Consigne — Veuillez reproduire tel quel le passage du texte sur le roman de Bernanos, de « Mlle Chantal travaille » à « dans la misère. ».

Document source —
Mlle Chantal travaille dans l’ombre à humilier le prêtre. Elle a tout entendu de sa conversation avec la comtesse, et le prétend responsable de sa mort. Mlle Louise est chassée et plonge dans la misère.
Il ne faut pas se laisser tromper : cette intrigue n’est pas celle du roman, et elle ne doit pas occulter son sujet véritable. Elle est un évènement parmi d’autres, surgi de pages qui prennent de plus en plus la consistance d’un brouillard halluciné. Nous l’avons déjà dit : ce qui sous-tend ce texte, c’est la maladie – et c’est avec elle que s’achève l’ouvrage. Le curé d’Ambricourt va consulter à Lille. Sa dyspepsie chronique, ses hémorragies à répétition, le convainquent de suivre l’avis du docteur Delbende ; et il se laisse examiner par celui qu’il croit être le professeur Lavigne. Il s’agit en réalité du docteur Laville, et son diagnostic est définitif : le prêtre est condamné. Il lui reste, tout au plus, six mois à vivre. On le devine, c’est l’estomac qui est en cause : il se ronge lui-même, il dévore le prêtre de l’intérieur. Laville, lui aussi, est mourant. Ce médecin, consulté par hasard, souffre d’un mal incurable. Pourquoi lui ? Laville devait être rencontré. Il était la pénultième étape sur la route du prêtre; il est temps maintenant de rencontrer Dufréty. Dufréty, le prêtre défroqué, Dufréty qui prétend avoir refait sa vie et s’être « ouvert de nouveaux horizons intellectuels », Dufréty, qui aime « une jeune personne », « très fine ». Dufréty qui vit en réalité dans la misère, dans le regret d’avoir abandonné Dieu, dans le péché ; qui a fait entrer dans sa vie une petite ouvrière simple dont il s’acharne à faire une grande dame. Dufréty, un autre mourant, qui a donné son mal à sa compagne. Et c’est chez lui, dans son taudis miséreux, dans un monde qu’il ne connaît pas, après avoir reçu une sentence de mort, que notre prêtre trouve la clef de sa propre énigme, et parvient – l’espace d’un petit instant – à s’aimer lui-même. Il tombe de son lit, comme la comtesse avait chuté du sien. On le relève, l’hémorragie se déclenche. Le journal s’est tu, il ne nous manque plus que la touche finale. « Tout est grâce » : ainsi s’achève l’aquarelle de Bernanos. A nous d’en démêler la cohérence cachée – à nous, qui connaissons désormais le visage du prêtre, d’en élucider la genèse.

Lignes extraites —
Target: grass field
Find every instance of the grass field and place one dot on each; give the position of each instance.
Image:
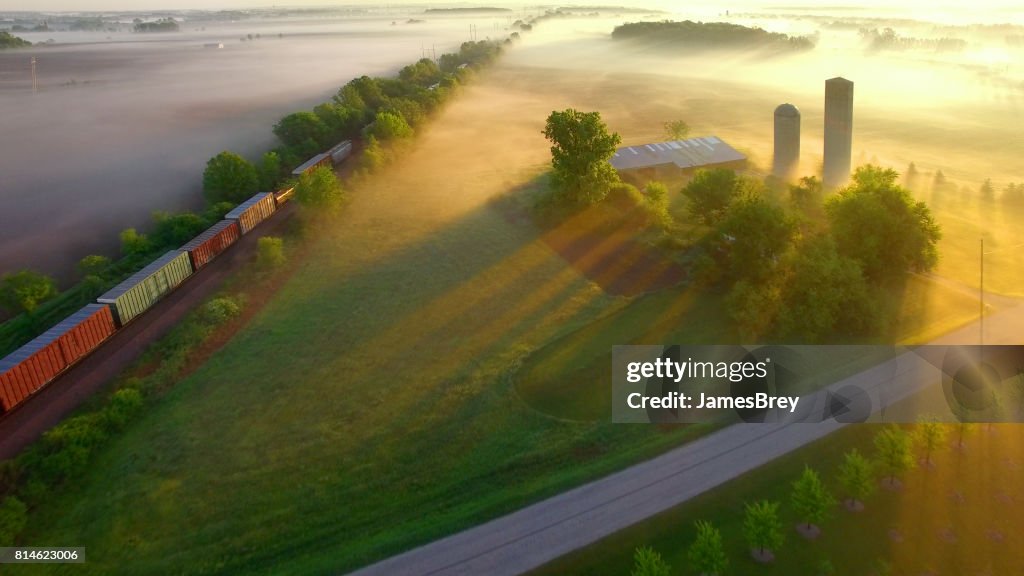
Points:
(571, 377)
(957, 518)
(371, 405)
(368, 407)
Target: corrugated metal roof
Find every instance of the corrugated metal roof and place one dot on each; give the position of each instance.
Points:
(311, 162)
(139, 276)
(241, 208)
(46, 338)
(691, 153)
(210, 233)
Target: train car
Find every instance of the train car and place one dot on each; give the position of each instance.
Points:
(147, 286)
(312, 164)
(341, 152)
(36, 364)
(283, 196)
(215, 240)
(253, 211)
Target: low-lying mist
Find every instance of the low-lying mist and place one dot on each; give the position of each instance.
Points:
(123, 123)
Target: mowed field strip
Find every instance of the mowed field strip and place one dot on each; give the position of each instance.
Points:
(370, 407)
(367, 408)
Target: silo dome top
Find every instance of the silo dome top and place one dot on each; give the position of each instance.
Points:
(786, 110)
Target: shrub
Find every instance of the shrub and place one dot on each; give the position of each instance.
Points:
(270, 252)
(93, 264)
(13, 517)
(219, 311)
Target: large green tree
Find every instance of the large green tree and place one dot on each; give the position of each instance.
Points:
(25, 290)
(269, 170)
(646, 562)
(894, 456)
(389, 126)
(423, 73)
(930, 434)
(299, 128)
(757, 233)
(826, 296)
(228, 177)
(320, 189)
(707, 554)
(878, 222)
(581, 149)
(762, 527)
(811, 500)
(856, 476)
(710, 193)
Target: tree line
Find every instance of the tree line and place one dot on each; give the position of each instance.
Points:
(811, 501)
(795, 265)
(670, 34)
(382, 112)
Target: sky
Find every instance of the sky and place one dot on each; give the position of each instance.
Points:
(94, 5)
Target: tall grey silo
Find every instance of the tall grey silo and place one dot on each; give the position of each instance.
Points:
(786, 156)
(839, 131)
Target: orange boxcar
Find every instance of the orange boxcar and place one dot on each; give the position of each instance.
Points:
(37, 363)
(215, 240)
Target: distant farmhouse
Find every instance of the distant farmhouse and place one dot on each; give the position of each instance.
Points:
(675, 158)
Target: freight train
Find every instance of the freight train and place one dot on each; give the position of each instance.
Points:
(28, 369)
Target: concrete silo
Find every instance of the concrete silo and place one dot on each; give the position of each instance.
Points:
(786, 155)
(839, 132)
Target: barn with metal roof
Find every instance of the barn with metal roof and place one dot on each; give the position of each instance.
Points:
(675, 157)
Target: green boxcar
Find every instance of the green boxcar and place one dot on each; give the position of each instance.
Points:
(144, 288)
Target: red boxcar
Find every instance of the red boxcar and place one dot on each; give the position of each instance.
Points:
(34, 365)
(215, 240)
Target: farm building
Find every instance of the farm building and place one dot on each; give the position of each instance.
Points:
(673, 159)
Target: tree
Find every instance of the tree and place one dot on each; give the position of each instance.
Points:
(855, 475)
(301, 127)
(710, 193)
(707, 554)
(893, 448)
(320, 189)
(269, 252)
(826, 295)
(581, 149)
(677, 130)
(811, 500)
(646, 562)
(929, 433)
(93, 264)
(762, 528)
(133, 243)
(389, 126)
(342, 121)
(24, 291)
(758, 233)
(228, 177)
(878, 223)
(423, 73)
(374, 156)
(269, 170)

Réponse —
Mlle Chantal travaille dans l’ombre à humilier le prêtre. Elle a tout entendu de sa conversation avec la comtesse, et le prétend responsable de sa mort. Mlle Louise est chassée et plonge dans la misère.